### DATA RECORDS ###
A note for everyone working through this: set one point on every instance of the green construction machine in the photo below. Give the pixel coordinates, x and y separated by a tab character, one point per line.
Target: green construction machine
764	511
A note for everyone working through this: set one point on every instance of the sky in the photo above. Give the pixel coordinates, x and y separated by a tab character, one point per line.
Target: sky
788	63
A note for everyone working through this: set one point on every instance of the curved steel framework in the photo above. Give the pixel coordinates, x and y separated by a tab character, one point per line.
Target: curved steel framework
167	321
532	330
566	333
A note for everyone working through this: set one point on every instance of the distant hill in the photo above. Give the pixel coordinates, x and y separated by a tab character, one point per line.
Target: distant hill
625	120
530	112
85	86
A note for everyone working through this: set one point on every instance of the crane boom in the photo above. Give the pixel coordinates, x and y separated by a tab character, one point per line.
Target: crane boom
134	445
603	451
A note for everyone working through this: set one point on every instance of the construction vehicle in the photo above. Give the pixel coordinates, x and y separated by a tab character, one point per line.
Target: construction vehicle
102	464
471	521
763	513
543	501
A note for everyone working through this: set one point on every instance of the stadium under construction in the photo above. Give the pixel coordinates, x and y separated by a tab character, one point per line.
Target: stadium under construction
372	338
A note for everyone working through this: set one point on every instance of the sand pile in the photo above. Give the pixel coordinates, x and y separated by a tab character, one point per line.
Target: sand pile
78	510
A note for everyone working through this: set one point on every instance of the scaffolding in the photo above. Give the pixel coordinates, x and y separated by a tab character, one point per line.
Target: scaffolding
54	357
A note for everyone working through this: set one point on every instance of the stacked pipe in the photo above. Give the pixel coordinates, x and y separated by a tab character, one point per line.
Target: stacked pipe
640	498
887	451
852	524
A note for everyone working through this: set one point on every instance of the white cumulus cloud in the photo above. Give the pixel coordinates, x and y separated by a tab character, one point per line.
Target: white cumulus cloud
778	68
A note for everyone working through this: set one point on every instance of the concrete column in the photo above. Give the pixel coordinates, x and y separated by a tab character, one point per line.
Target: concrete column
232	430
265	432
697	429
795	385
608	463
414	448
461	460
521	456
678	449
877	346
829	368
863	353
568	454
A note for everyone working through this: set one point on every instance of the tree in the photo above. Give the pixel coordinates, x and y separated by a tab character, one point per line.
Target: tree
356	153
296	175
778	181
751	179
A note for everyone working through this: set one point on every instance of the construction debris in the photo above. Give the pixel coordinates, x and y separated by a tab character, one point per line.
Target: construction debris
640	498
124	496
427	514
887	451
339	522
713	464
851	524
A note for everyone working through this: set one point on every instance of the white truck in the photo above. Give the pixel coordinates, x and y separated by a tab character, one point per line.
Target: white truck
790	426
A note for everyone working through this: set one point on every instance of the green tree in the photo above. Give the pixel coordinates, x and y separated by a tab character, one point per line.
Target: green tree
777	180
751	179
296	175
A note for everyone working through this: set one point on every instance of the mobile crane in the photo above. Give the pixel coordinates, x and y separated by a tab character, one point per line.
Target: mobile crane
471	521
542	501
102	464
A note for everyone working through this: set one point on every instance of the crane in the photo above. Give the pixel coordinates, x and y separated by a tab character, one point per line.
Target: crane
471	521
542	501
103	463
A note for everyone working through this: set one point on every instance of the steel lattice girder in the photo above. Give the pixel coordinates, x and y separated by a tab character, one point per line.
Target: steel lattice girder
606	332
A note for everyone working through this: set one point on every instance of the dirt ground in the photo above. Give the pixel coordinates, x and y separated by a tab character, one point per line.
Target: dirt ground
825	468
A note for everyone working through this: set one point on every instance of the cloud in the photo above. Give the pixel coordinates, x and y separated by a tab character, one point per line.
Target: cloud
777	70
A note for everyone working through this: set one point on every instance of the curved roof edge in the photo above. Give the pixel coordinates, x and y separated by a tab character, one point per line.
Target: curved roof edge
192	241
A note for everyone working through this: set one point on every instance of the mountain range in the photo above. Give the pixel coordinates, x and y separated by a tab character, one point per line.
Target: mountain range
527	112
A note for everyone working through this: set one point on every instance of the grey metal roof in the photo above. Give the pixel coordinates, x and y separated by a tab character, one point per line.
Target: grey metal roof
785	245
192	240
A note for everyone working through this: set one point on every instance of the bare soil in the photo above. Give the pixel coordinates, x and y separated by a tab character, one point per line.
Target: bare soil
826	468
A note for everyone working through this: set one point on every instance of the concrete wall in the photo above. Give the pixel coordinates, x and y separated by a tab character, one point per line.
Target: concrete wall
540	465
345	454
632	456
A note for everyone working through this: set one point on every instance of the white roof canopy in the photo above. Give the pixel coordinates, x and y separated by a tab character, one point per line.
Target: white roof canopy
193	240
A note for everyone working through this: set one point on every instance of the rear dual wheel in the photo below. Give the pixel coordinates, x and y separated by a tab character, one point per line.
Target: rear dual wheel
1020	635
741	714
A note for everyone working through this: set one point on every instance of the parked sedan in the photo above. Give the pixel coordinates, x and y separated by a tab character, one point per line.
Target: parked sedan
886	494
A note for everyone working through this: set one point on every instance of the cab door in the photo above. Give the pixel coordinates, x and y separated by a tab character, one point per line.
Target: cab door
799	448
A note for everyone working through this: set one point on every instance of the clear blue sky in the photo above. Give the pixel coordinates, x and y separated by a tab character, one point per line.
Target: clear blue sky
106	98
###
# THE PROBLEM:
Change every "tab character" in the lines above to "single space" and give all of the lines again with nothing else altered.

# ANSWER TO THE EXERCISE:
A note for everyone working through this: set one point on every instance of the green construction machine in the photo below. Give the pixel coordinates, x and y separated by a single space, one point per line.
Target: green construction machine
764	511
A note for everyone working through this: set one point on every instance of the sky in the photo above. Give the pixel coordinates, x and y separated by a single space, one point per line.
Target: sky
788	63
A note for everyone working through this: set one point on every instance of the curved steel framework in the photo above. Give the pixel coordinates, x and y separated by a single space, one point per line.
Target: curved steel framework
167	321
532	330
566	333
A note for everyone working through this: set one point on every instance of the distant hill in the photo above. Give the pixel coordinates, x and y separated by a single space, one point per line.
Target: distant hill
625	120
530	112
85	86
A note for everyone working through this: set one point on every instance of the crane boom in the photo above. Give the pixel coordinates, x and y separated by a single space, one point per line.
Target: crane boom
134	445
603	451
A note for everyone working through this: set one point on every instance of the construction vehicle in the photo above. Give the pixel coordinates, x and y separated by a single space, one point per line.
Target: construction vehicle
102	464
471	521
763	513
543	501
A note for everyone working through this: set one point on every instance of the stadium under construction in the photo above. Give the pixel coordinates, x and y separated by a single space, one point per line.
Target: stadium under construction
372	338
A note for everyone working through this: set one point on every instance of the sand pile in the photo above. Give the pixel coordinates, x and y separated by a single space, one point per line.
Target: sand pile
78	510
A note for everyone working through this: set one point on every instance of the scaffolding in the photo above. Give the pixel coordinates, x and y separated by a single space, one point per line.
Target: scaffolding
54	357
A note for everyone working through this: set one point on every instance of the stacked pipe in the photo above. Give the pixel coordinates, x and y separated by a single space, one point per line.
Target: stacked pipe
640	498
887	451
852	524
A note for everyone working through this: set one point on every instance of the white cumulus cloud in the photo above. Give the pixel coordinates, x and y separated by a single space, one point per line.
Target: white cumulus cloud
778	68
A note for everyone working through this: set one point on every instance of the concrete column in the photo above. Give the pixel coordinates, x and y separated by a single space, one point per line.
Target: concrete column
232	430
265	432
697	429
795	385
608	463
414	448
461	460
521	456
678	449
877	346
829	368
863	353
568	454
A note for everyone working through this: set one point on every instance of the tree in the photo above. Give the pixel coordinates, x and y separated by a single space, one point per line.
Target: tree
356	153
296	175
778	181
751	179
A note for everyone working through this: set one point on every instance of the construction debris in the photo above. Give the pixel coordinates, x and y separated by a single space, one point per line.
Target: construction debris
640	498
124	496
427	514
887	451
339	522
713	464
851	524
A note for everyone working through this: set one point on every instance of the white truck in the photo above. Give the pixel coordinates, x and y separated by a single space, one point per line.
Target: white truck
790	426
A note for everyone working through this: set one point on every instance of the green tree in the photo above. Give the pixel coordinates, x and y separated by a single space, one point per line.
Target: green tree
777	180
751	179
296	175
A note for everyone working through this: set one point on every instance of the mobile crane in the photo above. Give the pixel coordinates, x and y separated by a single space, one point per line.
Target: mobile crane
471	521
542	501
102	464
A note for everyone working through this: set one point on every instance of the crane in the photo above. Give the pixel coordinates, x and y separated by a single space, one point per line.
Target: crane
471	521
542	501
103	463
A note for everyone working through this: set one point on every instance of the steel lattice girder in the photo above. Give the pixel coordinates, x and y separated by a single space, one point per line.
Target: steel lattice girder
606	332
A note for everyone working through this: set one point on every instance of the dirt ground in the photo above. Give the pixel coordinates, x and y separated by a single space, one point per line.
Target: dirt ground
825	468
A note for everyone working through this: set one point on every instance of the cloud in the photo above. Give the pixel coordinates, x and y separated by a single space, one point per line.
Target: cloud
777	70
A note for everyone working through this: set one point on every instance of the curved roof edge in the photo above. Give the pixel coordinates, x and y separated by a single space, one point per line.
Target: curved roof edge
192	241
A note for everyone working through this: set one point on every instance of the mountain range in the photo above. Give the pixel coordinates, x and y separated by a single space, one point per line.
Target: mountain range
527	112
A note for everyone working through this: set one point on every instance of the grey metal roof in the photo above. Give the pixel coordinates, x and y separated by a single space, one point per line.
Target: grey metal roof
785	245
192	240
A note for everyone working through this: set one point on every instance of the bare soil in the photo above. Give the pixel coordinates, x and y separated by a single space, one point per line.
Target: bare soil
826	468
A note for everyone working through this: set one point on every instance of the concrete wall in the photo above. Give the pixel coordinates, x and y separated by a single space, one point per line.
Target: concrete wall
540	465
345	454
632	456
A note for everyone working through this: set one point on every instance of the white roof canopy in the photo above. Give the pixel coordinates, x and y separated by a single space, one point per line.
Target: white roof canopy
193	240
A note for everyone working through this: set one point on every instance of the rear dual wheel in the photo below. Give the pixel coordinates, x and y separated by a single space, one point per line.
Target: rear dual wheel
1020	635
741	714
A note for everyone working through this: set one point on every instance of the parked sedan in the photo above. Give the pixel coordinates, x and y separated by a single space, one point per line.
Target: parked sedan
886	494
A note for everyone working through this: set one point on every instance of the cab door in the photo above. Give the pixel coordinates, x and y separated by a single space, one point per line.
Target: cab door
799	448
A note for everyone working through this: set one point on every instance of the clear blue sky in the photo above. Give the pixel coordinates, x and y separated by a single space, one point per line.
Target: clear blue sky
106	98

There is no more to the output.